-- start RECORD SET --
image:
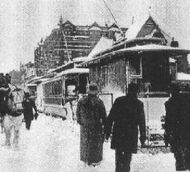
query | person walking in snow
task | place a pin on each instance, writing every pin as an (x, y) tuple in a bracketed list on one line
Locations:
[(126, 115), (91, 115), (177, 127), (28, 106)]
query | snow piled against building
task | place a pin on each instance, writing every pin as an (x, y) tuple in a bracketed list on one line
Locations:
[(52, 145), (182, 76)]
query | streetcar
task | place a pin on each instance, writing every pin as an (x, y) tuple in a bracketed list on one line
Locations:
[(146, 64), (63, 90)]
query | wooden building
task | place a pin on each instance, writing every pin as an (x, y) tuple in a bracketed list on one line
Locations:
[(142, 57), (69, 41)]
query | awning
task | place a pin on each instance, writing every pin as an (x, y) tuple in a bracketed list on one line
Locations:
[(31, 85), (150, 48)]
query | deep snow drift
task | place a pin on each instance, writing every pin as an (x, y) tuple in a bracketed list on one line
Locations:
[(52, 145)]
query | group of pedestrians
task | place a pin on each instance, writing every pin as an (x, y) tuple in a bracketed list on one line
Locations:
[(125, 118), (11, 116)]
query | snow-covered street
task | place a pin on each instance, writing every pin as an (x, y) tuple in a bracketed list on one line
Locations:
[(52, 145)]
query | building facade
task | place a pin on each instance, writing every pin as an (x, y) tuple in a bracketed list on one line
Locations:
[(69, 41)]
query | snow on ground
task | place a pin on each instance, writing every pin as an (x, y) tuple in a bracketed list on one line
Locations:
[(52, 145)]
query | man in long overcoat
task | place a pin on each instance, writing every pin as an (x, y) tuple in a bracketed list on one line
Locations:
[(126, 115), (91, 115), (177, 127), (28, 106)]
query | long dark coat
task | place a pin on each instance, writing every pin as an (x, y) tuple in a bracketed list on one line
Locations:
[(28, 106), (126, 115), (177, 127), (91, 116)]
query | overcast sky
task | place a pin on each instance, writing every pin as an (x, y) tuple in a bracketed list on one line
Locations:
[(24, 22)]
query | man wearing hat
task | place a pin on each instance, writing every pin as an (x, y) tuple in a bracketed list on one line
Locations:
[(28, 106), (126, 115), (91, 116)]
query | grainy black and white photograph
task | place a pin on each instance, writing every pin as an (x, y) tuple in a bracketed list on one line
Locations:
[(94, 85)]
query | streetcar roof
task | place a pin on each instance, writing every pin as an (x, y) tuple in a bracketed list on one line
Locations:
[(73, 71), (140, 49)]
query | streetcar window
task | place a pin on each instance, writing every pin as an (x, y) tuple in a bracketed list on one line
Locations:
[(71, 90)]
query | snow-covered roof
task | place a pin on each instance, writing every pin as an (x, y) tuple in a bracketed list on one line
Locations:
[(172, 51), (31, 85), (154, 47), (134, 29), (182, 76), (73, 71), (95, 28), (52, 70), (103, 44), (80, 59)]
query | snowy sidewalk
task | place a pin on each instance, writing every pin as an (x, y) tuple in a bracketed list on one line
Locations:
[(52, 145)]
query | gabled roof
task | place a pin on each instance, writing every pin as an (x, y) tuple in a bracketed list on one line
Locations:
[(68, 23), (95, 26), (145, 28), (113, 26), (103, 44)]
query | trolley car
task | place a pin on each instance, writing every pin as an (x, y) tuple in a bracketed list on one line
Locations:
[(63, 88), (145, 64)]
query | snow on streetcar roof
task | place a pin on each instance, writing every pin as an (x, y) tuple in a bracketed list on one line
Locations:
[(73, 71), (173, 51)]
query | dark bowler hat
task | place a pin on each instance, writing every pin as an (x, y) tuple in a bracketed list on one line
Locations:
[(92, 89), (133, 88), (27, 95)]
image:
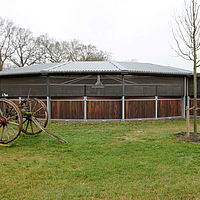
-- end RECORD SET --
TASK OBJECTIVE:
Return the rows exactly as they appear, from the start of the records through the line containing "[(146, 64), (63, 90)]", inclusive, and leave out the pictures.

WRITTEN RESPONSE:
image:
query | person walking in snow
task | place a pin on each instance, writing every pin as an (x, y) tuple in a bracketed list on one line
Locations:
[(126, 115), (91, 115), (177, 127), (28, 106)]
query | snow piled against building
task | place a pin on each instance, writing every pin as an (x, y) tuple in a bracketed list on one line
Locations:
[(52, 145), (182, 76)]
query | streetcar
task | place a pin on each instance, writing every pin as an (x, y) tuple in a bracketed list on one line
Locations:
[(146, 64), (63, 90)]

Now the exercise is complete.